__What to work on__:
Answer these from the report on European stocks:
1. By how much did the pan-European STOXX 600 fall?
2. Which firm does the quoted analyst Craig Erlam work for?
3. What held back German output?

__Text__:
◆ ◆ ◆ ◆

By Anisha Sircar
(Reuters) -Technology stocks dragged European equities lower on Friday as Apple's suppliers fell after the iPhone maker's downbeat holiday-quarter forecast, while investors remained nervous about the monetary policy outlook.
Shares in semiconductor companies AMS, STMicronelectronics, Infineon Technologies and ASML lost between 1.1% and 2%, weighed down by supply chain woes that cost Apple Inc (NASDAQ:AAPL) $6 billion in quarterly sales.
Europe's tech index fell 1.3%, while the pan-European STOXX 600 dropped 0.5%, as investors around the globe turned nervous following dour earnings updates from Wall Street's tech giants and persisting inflation fears. [.N]
"We're going to keep seeing this two-way price action in the markets, driven by a clash between strong earnings and optimism over the economic outlook, contrasting with risks of higher inflation, interest rates and energy prices," said OANDA analyst Craig Erlam.
Meanwhile, data showed French and Italian economies growing faster than expected in the third quarter, while supply shortages held back German output.
ECB president Christine Lagarde on Thursday disappointed market expectations that she would push back firmly against recent moves in markets which are pricing in two rate hikes by December 2022.
Overall, earnings have kept the STOXX 600 on track for its fourth consecutive weekly gains after losses in September. The STOXX 600 is also set for its best month since March.

◆ ◆ ◆ ◆

__Dataset section__:
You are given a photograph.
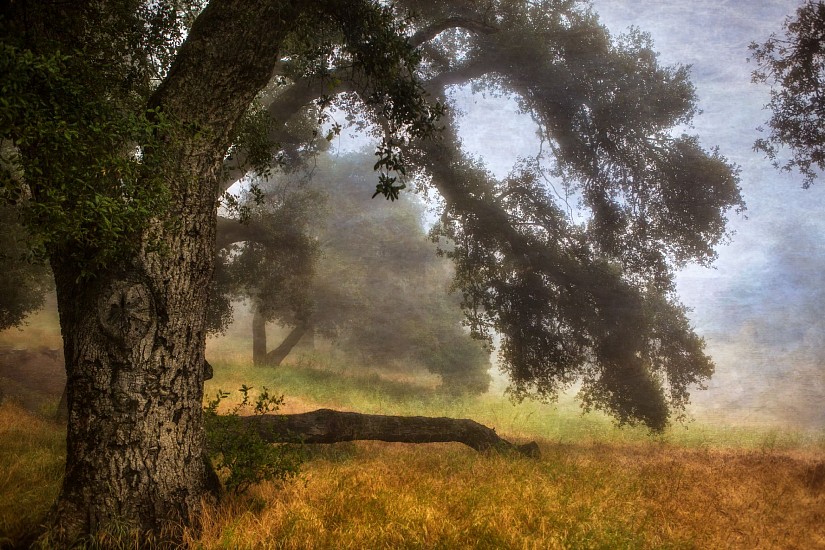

◆ ◆ ◆ ◆

__Solution for this task__:
1. 0.5%
2. OANDA
3. Supply shortages